What you have to do → List every line in the records below that contains the string "building", matching case exactly.

Supplied records →
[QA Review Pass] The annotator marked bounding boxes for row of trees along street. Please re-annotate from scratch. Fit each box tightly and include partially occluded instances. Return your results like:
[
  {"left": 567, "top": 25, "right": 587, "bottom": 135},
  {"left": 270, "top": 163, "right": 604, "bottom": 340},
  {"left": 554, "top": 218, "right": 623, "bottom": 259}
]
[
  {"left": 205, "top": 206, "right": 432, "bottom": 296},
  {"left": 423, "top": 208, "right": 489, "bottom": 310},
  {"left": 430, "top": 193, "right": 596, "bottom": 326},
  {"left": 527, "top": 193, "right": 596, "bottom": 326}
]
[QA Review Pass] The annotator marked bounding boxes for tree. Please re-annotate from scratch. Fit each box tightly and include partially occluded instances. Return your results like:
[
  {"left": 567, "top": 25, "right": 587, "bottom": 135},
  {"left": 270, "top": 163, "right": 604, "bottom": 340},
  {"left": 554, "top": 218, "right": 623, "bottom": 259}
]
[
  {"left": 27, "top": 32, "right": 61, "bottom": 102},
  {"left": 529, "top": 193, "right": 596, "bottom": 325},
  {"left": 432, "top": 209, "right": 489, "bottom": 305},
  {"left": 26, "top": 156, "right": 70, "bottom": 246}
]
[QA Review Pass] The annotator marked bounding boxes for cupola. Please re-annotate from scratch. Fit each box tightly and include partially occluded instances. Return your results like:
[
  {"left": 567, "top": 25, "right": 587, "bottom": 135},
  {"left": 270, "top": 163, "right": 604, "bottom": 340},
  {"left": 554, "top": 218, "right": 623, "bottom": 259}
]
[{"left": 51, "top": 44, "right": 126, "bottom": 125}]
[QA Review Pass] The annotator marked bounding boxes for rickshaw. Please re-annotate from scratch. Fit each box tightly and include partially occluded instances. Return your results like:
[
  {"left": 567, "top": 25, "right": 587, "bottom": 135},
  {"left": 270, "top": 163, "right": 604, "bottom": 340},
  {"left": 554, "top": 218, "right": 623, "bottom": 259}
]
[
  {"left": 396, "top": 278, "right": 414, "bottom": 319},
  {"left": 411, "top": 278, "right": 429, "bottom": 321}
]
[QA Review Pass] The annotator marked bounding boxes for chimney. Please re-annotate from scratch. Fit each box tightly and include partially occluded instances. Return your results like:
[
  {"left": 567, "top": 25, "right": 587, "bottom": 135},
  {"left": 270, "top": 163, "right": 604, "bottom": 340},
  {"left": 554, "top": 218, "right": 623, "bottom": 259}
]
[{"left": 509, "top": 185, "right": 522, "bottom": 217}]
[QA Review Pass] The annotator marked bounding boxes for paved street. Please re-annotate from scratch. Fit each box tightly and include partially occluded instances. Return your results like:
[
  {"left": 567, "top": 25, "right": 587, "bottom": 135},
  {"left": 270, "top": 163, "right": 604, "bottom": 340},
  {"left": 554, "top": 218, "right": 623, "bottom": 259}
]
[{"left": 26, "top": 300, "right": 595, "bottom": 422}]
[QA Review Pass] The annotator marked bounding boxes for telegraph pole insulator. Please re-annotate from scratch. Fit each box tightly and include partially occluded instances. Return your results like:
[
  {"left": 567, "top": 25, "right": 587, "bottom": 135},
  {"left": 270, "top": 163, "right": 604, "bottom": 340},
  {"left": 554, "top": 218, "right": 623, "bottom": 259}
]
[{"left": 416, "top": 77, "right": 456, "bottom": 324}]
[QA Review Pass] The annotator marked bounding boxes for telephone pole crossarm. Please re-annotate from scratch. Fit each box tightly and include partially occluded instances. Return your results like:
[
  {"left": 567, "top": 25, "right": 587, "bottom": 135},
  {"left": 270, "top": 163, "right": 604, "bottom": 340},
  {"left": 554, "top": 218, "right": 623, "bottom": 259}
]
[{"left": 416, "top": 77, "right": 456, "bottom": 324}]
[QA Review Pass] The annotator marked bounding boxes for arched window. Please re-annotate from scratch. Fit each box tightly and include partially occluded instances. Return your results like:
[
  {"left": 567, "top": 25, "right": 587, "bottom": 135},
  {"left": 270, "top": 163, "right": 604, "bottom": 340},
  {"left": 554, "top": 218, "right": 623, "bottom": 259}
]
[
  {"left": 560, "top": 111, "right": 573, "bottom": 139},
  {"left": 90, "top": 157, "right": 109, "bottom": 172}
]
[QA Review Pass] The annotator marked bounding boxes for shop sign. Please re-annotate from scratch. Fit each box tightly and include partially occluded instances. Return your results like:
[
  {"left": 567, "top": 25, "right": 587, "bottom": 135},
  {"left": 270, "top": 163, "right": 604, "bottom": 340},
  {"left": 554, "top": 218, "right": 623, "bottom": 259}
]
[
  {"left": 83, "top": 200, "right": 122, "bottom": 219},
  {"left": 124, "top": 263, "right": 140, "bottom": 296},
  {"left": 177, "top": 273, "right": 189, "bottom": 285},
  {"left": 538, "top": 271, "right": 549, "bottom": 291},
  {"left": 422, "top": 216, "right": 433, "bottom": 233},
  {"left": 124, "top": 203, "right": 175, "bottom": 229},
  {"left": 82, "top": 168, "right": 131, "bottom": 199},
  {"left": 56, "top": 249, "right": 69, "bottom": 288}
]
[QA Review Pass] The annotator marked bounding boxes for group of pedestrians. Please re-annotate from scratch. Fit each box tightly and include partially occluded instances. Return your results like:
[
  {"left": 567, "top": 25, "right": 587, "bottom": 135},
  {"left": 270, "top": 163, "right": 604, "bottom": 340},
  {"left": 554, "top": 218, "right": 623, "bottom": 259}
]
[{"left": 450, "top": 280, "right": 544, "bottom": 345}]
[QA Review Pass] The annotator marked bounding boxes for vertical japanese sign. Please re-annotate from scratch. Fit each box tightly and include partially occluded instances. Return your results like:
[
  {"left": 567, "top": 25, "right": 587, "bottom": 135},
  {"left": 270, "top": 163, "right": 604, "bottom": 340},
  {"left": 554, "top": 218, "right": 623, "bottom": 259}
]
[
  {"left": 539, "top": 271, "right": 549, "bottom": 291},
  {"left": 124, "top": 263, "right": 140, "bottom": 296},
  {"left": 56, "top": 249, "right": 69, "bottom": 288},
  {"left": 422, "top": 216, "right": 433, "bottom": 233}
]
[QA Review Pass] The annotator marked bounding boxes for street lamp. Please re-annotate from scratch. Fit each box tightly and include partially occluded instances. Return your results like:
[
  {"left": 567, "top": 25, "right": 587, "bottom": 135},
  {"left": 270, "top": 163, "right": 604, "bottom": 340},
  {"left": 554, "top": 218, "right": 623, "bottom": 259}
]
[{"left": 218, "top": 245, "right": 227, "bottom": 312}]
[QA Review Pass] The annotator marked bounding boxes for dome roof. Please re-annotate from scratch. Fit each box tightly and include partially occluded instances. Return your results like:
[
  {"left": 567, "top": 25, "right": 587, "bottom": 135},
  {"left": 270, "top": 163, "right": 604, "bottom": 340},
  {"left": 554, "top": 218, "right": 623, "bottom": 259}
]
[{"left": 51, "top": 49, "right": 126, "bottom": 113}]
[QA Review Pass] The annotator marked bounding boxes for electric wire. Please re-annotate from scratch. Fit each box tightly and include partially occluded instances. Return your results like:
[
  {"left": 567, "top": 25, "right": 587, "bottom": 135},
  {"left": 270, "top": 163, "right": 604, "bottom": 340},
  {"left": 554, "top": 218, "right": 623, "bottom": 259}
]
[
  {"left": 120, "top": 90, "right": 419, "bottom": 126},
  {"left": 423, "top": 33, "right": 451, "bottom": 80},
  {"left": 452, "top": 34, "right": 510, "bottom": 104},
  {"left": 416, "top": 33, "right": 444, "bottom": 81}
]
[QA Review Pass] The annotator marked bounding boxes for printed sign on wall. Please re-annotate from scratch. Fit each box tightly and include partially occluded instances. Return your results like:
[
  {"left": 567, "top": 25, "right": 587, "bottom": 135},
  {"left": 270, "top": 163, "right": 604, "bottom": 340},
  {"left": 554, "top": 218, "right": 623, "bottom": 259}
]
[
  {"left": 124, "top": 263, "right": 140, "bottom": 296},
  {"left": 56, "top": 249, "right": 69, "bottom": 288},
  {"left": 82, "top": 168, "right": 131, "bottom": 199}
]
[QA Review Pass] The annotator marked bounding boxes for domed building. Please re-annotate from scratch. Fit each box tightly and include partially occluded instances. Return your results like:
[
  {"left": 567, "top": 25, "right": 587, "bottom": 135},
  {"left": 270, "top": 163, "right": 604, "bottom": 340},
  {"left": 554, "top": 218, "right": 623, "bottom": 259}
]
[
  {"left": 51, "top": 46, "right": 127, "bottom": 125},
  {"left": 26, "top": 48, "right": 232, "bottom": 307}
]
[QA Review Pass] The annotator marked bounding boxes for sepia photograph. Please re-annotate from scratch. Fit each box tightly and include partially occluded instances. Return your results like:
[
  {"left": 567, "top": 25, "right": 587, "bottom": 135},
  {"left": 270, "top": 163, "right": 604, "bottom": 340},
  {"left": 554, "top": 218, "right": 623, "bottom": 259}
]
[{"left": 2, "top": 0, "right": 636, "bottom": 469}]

Task result →
[QA Review Pass] The annotator marked bounding boxes for domed building. Please re-annotate from scratch. Fit each box tightly and include partially occluded instances. Return your results like:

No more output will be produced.